**Excerpted data:**
Segment Open

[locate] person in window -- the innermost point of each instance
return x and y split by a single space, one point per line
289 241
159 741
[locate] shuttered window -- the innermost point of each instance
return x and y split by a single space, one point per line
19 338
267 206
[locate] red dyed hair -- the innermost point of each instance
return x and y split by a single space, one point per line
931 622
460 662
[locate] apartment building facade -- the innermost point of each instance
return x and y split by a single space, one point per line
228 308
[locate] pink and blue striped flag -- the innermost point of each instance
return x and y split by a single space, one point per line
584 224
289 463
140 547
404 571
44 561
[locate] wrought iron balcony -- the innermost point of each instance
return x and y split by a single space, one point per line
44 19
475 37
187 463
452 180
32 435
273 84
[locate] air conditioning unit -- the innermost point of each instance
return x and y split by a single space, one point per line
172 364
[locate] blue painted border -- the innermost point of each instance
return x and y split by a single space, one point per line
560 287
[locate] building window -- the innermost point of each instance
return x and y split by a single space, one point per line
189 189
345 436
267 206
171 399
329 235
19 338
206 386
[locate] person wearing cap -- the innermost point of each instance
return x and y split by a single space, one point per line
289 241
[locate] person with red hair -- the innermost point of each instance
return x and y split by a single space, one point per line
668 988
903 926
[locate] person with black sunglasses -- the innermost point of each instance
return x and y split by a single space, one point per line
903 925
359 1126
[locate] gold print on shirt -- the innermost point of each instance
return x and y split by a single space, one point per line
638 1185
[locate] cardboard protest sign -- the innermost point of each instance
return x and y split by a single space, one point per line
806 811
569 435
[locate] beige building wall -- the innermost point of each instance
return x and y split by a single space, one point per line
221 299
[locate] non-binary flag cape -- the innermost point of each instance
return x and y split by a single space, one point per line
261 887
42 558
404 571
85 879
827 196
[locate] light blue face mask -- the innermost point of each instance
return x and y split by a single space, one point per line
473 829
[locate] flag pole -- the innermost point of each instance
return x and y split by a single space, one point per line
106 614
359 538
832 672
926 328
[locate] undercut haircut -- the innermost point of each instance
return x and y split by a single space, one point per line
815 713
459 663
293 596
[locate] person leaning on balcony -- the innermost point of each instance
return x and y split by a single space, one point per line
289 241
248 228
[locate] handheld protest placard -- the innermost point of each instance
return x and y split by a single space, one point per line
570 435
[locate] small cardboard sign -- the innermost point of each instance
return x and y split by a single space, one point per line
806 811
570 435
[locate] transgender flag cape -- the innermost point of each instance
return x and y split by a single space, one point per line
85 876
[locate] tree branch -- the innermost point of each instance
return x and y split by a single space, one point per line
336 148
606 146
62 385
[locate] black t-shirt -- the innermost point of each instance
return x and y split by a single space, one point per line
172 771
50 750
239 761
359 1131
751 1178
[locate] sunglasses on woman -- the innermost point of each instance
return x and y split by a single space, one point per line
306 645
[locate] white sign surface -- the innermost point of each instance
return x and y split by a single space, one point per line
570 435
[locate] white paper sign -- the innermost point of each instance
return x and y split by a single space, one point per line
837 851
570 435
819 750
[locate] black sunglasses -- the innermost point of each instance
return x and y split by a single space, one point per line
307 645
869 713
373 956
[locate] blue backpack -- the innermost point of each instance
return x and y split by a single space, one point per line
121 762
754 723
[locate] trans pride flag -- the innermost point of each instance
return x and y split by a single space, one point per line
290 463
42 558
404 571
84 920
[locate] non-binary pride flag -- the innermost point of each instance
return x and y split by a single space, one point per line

Segment Closed

**Brief:** The records above are to be copied in full, exactly as written.

**Reply to the exercise:**
[locate] person in window -- the innermost point of each instance
return x and y split by a single space, one point per line
289 241
159 741
[locate] shuttered window -- the innermost point of each instance
return x and y split by a single space, one point per line
19 338
267 206
[locate] red dyed hair -- the innermost point of each instance
return x and y split by a single space, one point per line
931 622
460 662
[locate] apartment building facade -- the innermost point of each instance
return x and y split by a single space, one point per line
228 308
[locate] pink and blue striped flag -- the innermost point of each instance
return x and y split by a single space, one point per line
584 224
289 463
140 547
404 571
44 561
[locate] wrought iron balcony -- the innermost point of each instance
return x and y split by a single space, one point per line
44 19
475 37
187 463
452 180
32 435
273 84
[locate] air conditioning unit -- the innermost point of each instance
return x and y split by a single space, one point per line
172 364
[locate] blue painted border -- the innermost point of each instance
return x and y split by a single space, one point per line
560 287
[locate] building window -- the innermost point of each instance
return x and y split by a single space, one point per line
189 189
345 436
267 206
171 399
329 235
19 338
206 386
[locate] person wearing cap -- the innermost point of each instance
return x and y split by a single space, one point per line
289 241
[locate] person with red hair -- the innermost point of each instance
return x and y split by a single space, one point per line
668 988
903 926
[locate] person with black sunglasses -- the innermost point of each instance
return x and y split by a single space, one point per line
903 925
359 1126
[locate] gold print on shirt -- the innermost point of each instance
return x and y split by a single space, one point per line
638 1185
[locate] cardboard protest sign -- the innermost point of each instance
return x and y split by a single space, one point per line
806 811
569 435
[locate] beige building wall -- the innermost point of each instance
return x and y split by a single space, one point per line
221 299
[locate] non-binary flag cape -- the innermost point of each instance
return x and y split by a single space, one point per line
261 887
42 558
404 571
85 879
827 196
[locate] light blue face mask -- the innermost point of each instance
return x and y split by a single space, one point per line
473 829
[locate] flag pole -- the innermost point of each instance
return x and y split by a single space, one point per line
106 614
359 538
832 672
926 328
[locate] undercut haircut -- the innermost point of each instance
return x and y split by a single space, one point per line
815 713
459 663
293 596
[locate] person leaning on balcony -- the innermost point of each instance
return x and y split by a single space, one point per line
289 241
248 228
[locate] handheld protest placard -- the innermost point of each instance
return x and y split by a single space, one point per line
570 435
[locate] small cardboard sign -- the innermost point of each instance
return x and y split by a single space, one point per line
806 811
570 435
[locate] transgender flag cape -- the innermost point of each instance
return x and y split by a single space, one point per line
85 876
[locate] tree branch -- the innermost point of each instance
return x and y split by a single space, one point per line
336 148
606 146
62 385
[locate] black t-shirt -- the innermost point of each instance
return x and y split by a single space, one point per line
172 771
50 750
239 761
359 1131
751 1178
[locate] sunglasses on woman -- the innermost point of each instance
return x and y split by a single space, one point per line
306 645
[locate] white sign surface -- the innermost point of each instance
return x and y split by a single space, one point per line
570 435
[locate] white paper sign -- the innermost point of each instance
return x and y split by a single space, one point per line
837 851
570 435
819 750
[locate] black sunglasses -- the innermost point of each instance
return x and y split by a single space, one point per line
307 645
869 713
373 956
[locate] blue backpack -- the innermost point of each instance
return x and y split by a single space, one point per line
121 762
754 723
[locate] trans pride flag -- the innermost point of each instance
return x and y split by a single space, one point per line
290 463
42 558
404 571
84 920
[locate] non-binary pride flag -- the innermost point of each instance
return x and y split by a single space, one point per line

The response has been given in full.